* WORK INSTRUCTION:
Using the passage on learning and serendipity, answer:
(a) What does too much control prevent?
(b) According to the passage, what is serendipity, if not luck?
(c) Whom does the passage cite on reflection turning experience into insight?

──────── GIVEN TEXT

Too much control stops new ideas from germinating, and too little organisation makes things messy. The best places to learn are those that are structured enough to help people do so but also open enough to let in new ideas.
People now care much about accuracy, algorithms, measurable results, and linear advancement. Because of this, we might confuse efficiency with enlightenment. Most of the time, breakthroughs don’t happen in a straight line. They happen when we make mistakes, take wrong turns, or ask questions that don’t seem to fit at first.
If education focuses only on what is likely to happen, it could lead to competence without curiosity. Real learning needs something more daring: the ability to stay in the unknown, to think deeply (as John Dewey said, reflection turns experience into insight), and to see chances where other people see mistakes.
Serendipity, it must be reiterated, is not luck; it is being ready for the unexpected.
Schools get kids ready to learn and discover new things by making them curious, giving them time to think, and encouraging them to take intellectual risks. Also, that is the best kind of education: not just finding answers, but also figuring out truths we didn’t know we were looking for and being smart enough to see them when they come up.

────────────────
──────── PROVIDED INFORMATION

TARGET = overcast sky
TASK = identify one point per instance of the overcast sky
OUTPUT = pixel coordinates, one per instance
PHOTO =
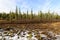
(35, 5)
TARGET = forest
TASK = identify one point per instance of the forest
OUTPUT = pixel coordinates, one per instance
(29, 16)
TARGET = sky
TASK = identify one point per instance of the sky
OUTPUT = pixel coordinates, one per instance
(35, 5)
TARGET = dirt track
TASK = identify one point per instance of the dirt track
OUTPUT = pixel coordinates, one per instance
(55, 27)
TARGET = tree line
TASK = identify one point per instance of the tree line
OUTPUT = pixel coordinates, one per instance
(18, 15)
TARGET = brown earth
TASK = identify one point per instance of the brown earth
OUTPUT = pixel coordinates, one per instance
(55, 26)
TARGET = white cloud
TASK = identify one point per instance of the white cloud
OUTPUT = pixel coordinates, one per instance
(7, 5)
(47, 5)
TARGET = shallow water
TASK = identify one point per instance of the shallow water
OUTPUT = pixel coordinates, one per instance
(25, 35)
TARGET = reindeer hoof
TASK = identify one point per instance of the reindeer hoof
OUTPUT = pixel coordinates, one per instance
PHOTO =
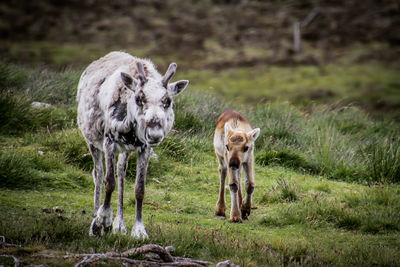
(235, 219)
(220, 211)
(245, 214)
(102, 222)
(119, 226)
(139, 231)
(220, 214)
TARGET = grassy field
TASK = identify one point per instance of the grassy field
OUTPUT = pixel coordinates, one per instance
(327, 175)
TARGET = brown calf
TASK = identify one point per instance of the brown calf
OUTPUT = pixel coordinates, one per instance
(234, 146)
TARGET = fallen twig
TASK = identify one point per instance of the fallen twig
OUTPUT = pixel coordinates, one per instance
(16, 260)
(164, 257)
(4, 244)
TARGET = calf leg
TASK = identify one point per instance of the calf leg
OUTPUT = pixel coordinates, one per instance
(220, 209)
(98, 174)
(234, 183)
(138, 230)
(103, 220)
(119, 224)
(249, 186)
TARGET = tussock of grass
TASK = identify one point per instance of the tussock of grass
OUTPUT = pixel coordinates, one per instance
(72, 145)
(361, 212)
(282, 191)
(11, 76)
(28, 169)
(383, 160)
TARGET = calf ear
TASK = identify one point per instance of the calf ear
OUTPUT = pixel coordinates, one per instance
(253, 134)
(227, 130)
(129, 81)
(177, 87)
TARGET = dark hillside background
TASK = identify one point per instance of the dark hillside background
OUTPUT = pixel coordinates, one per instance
(216, 34)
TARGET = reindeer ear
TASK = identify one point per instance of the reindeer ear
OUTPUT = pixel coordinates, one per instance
(129, 81)
(177, 87)
(253, 134)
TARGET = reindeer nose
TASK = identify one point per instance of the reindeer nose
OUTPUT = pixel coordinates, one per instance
(234, 165)
(154, 135)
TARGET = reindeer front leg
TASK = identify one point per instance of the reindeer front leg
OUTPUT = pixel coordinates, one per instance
(103, 220)
(234, 184)
(138, 230)
(249, 186)
(220, 208)
(119, 224)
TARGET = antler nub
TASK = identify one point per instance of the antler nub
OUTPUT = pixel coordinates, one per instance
(170, 72)
(142, 75)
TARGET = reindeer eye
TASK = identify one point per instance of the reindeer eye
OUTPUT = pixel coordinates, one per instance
(139, 101)
(166, 102)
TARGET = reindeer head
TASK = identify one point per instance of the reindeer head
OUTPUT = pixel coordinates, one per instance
(238, 145)
(153, 102)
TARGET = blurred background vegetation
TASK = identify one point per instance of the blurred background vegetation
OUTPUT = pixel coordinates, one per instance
(241, 50)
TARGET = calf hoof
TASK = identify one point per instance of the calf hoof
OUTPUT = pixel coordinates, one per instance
(139, 231)
(119, 226)
(235, 219)
(102, 223)
(220, 212)
(245, 214)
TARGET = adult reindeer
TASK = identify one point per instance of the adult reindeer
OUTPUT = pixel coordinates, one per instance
(125, 105)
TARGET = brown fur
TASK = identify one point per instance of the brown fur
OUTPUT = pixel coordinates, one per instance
(234, 150)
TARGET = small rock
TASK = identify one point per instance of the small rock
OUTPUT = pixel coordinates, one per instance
(226, 263)
(58, 209)
(47, 210)
(40, 105)
(170, 249)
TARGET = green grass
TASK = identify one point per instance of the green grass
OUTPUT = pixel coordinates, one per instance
(327, 189)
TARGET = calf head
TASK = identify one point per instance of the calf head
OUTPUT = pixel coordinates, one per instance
(153, 102)
(238, 145)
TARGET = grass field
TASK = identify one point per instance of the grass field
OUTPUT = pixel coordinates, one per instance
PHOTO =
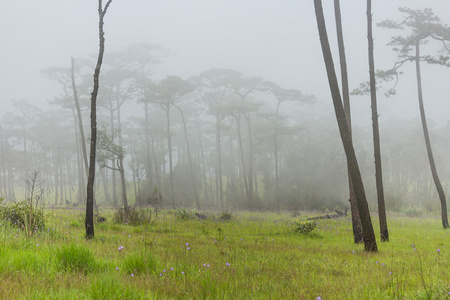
(252, 256)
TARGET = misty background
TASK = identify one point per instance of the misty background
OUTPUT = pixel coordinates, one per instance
(276, 40)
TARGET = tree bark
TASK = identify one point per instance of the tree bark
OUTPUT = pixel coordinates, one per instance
(437, 182)
(356, 222)
(91, 175)
(384, 233)
(363, 208)
(188, 148)
(80, 120)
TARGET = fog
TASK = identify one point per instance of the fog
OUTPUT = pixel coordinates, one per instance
(276, 40)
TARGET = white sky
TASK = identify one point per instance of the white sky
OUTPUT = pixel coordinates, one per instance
(277, 40)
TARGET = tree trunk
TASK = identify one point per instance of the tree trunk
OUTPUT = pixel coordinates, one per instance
(363, 208)
(169, 146)
(123, 183)
(244, 167)
(219, 161)
(80, 121)
(437, 182)
(384, 234)
(250, 160)
(191, 168)
(91, 175)
(148, 167)
(356, 222)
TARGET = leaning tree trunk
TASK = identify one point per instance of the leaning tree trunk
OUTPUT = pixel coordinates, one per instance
(370, 243)
(91, 175)
(437, 182)
(80, 120)
(356, 222)
(384, 234)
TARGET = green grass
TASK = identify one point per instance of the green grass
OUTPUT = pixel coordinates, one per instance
(251, 256)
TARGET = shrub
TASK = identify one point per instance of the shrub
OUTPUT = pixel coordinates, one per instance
(75, 258)
(22, 214)
(201, 216)
(132, 216)
(183, 214)
(108, 287)
(226, 216)
(305, 226)
(414, 212)
(138, 263)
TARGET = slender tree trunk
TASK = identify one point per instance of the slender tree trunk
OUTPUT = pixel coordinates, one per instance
(437, 182)
(356, 222)
(91, 175)
(191, 168)
(56, 177)
(123, 183)
(169, 145)
(80, 120)
(244, 167)
(363, 208)
(202, 157)
(148, 167)
(219, 161)
(384, 234)
(275, 147)
(157, 167)
(3, 163)
(250, 160)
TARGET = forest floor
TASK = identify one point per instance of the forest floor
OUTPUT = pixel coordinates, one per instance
(254, 255)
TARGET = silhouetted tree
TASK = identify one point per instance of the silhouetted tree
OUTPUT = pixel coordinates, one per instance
(90, 184)
(384, 233)
(356, 222)
(363, 208)
(424, 25)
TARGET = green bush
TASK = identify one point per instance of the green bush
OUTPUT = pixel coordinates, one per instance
(183, 214)
(75, 258)
(305, 226)
(226, 216)
(22, 214)
(132, 216)
(108, 287)
(414, 212)
(138, 263)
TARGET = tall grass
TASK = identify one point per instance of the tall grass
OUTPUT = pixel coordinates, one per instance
(251, 256)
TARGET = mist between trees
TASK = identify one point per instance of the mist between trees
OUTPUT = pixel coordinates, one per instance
(219, 139)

────────────────

* EXERCISE RESULT:
(a) It stops new ideas from germinating.
(b) Being ready for the unexpected.
(c) John Dewey.